About this exercise: Count the lines in the data below that include the word "target", then state the total and nothing besides.

[Stored items]
• • • •
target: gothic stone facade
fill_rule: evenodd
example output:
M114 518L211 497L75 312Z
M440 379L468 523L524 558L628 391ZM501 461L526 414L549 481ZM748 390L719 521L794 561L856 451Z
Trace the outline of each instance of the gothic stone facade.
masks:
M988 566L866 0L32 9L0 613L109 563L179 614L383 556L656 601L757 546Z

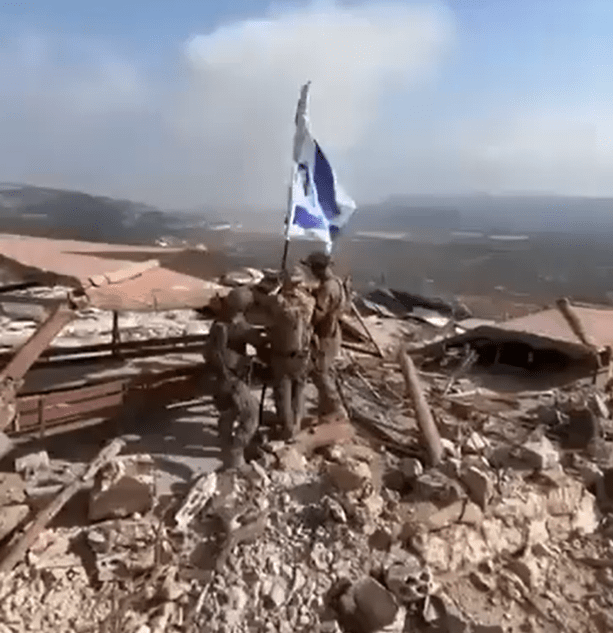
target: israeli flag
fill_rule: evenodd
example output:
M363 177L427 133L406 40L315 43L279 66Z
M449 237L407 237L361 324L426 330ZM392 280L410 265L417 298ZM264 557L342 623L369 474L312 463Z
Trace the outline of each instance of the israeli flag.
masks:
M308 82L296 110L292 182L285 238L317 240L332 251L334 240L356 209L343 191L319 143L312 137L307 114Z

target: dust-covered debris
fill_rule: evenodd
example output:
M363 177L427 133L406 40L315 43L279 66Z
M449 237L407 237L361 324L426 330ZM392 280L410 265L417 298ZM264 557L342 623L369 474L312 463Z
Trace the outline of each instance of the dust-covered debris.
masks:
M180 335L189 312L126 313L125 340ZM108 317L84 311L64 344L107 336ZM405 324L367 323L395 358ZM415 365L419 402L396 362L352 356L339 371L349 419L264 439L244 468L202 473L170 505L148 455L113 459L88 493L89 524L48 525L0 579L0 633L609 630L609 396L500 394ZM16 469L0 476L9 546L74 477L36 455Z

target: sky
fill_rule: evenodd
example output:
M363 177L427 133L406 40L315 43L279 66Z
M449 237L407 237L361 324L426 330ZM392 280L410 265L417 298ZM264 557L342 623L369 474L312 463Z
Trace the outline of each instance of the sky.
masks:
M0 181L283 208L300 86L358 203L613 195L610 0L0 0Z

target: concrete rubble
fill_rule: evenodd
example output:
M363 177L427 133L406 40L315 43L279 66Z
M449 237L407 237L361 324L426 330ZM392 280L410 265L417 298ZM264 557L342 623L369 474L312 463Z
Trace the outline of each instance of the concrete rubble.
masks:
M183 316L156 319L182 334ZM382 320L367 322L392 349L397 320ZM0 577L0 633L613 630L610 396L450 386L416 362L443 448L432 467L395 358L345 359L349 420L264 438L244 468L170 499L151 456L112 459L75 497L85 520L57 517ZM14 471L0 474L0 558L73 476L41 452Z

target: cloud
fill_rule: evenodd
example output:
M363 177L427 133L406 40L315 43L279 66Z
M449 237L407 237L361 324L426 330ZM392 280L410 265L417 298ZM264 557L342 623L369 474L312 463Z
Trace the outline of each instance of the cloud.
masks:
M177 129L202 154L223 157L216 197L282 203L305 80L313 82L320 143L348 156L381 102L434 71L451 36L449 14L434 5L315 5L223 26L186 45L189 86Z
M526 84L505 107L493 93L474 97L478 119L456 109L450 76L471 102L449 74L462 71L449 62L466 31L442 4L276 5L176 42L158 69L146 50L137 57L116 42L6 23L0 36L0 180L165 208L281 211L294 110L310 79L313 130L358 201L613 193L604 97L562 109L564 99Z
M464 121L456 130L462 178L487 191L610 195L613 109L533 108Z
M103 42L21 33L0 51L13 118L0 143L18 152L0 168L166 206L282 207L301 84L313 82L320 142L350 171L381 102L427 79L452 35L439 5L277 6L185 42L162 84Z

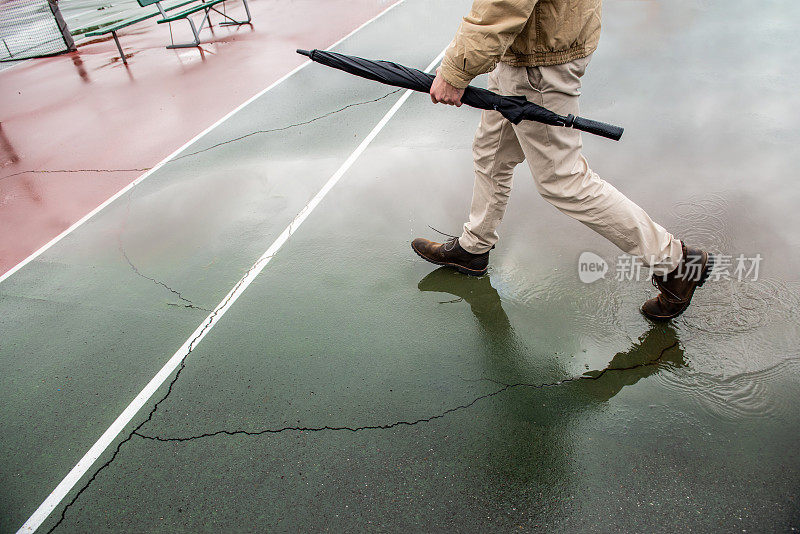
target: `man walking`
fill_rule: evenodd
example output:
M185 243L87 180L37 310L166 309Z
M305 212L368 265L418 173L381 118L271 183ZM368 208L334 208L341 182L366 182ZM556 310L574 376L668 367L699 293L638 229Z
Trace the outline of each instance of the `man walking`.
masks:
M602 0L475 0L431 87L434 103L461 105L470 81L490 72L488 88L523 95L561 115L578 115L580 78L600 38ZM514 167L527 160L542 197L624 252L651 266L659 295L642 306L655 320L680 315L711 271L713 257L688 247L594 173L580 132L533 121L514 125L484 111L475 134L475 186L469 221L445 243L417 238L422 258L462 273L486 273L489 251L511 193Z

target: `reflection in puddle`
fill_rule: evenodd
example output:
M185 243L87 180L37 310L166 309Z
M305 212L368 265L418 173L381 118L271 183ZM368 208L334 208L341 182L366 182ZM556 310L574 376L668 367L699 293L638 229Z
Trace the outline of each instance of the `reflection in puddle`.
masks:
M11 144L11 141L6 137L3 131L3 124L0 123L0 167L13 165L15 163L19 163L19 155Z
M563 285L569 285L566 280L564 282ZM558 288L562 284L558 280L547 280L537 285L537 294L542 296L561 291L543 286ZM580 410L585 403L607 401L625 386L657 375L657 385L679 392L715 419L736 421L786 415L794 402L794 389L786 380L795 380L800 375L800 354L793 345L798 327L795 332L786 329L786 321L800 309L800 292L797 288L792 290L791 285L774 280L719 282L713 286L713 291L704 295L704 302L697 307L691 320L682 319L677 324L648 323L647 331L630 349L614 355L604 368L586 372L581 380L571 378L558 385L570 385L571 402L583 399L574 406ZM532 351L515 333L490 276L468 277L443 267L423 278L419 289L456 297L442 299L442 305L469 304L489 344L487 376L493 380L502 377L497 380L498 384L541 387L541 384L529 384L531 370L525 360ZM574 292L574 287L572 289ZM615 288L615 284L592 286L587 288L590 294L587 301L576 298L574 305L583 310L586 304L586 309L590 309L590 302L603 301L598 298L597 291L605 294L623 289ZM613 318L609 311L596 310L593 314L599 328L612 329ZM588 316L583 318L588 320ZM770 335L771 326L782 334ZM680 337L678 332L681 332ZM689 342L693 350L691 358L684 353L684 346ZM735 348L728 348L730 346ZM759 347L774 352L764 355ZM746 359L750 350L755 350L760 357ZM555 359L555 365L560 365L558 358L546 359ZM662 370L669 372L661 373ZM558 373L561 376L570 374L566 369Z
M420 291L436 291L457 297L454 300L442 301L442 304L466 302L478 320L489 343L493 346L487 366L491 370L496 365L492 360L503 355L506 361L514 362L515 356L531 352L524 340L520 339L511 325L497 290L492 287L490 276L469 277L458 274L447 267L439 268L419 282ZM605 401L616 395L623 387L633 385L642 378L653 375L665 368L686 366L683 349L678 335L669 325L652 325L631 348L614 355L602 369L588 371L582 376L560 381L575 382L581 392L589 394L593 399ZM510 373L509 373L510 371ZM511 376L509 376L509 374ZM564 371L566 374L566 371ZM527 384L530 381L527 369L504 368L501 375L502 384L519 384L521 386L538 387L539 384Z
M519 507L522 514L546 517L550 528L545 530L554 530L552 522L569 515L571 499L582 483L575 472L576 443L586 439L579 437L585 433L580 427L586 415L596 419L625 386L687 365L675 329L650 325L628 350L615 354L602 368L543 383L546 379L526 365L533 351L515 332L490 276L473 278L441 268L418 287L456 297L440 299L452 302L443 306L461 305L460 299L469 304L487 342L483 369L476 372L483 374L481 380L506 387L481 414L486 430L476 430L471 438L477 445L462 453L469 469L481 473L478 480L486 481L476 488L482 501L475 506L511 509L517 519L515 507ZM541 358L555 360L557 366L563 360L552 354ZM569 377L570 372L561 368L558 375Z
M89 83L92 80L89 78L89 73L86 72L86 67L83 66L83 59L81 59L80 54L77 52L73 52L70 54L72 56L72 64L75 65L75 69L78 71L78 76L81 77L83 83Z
• • • •
Response: 8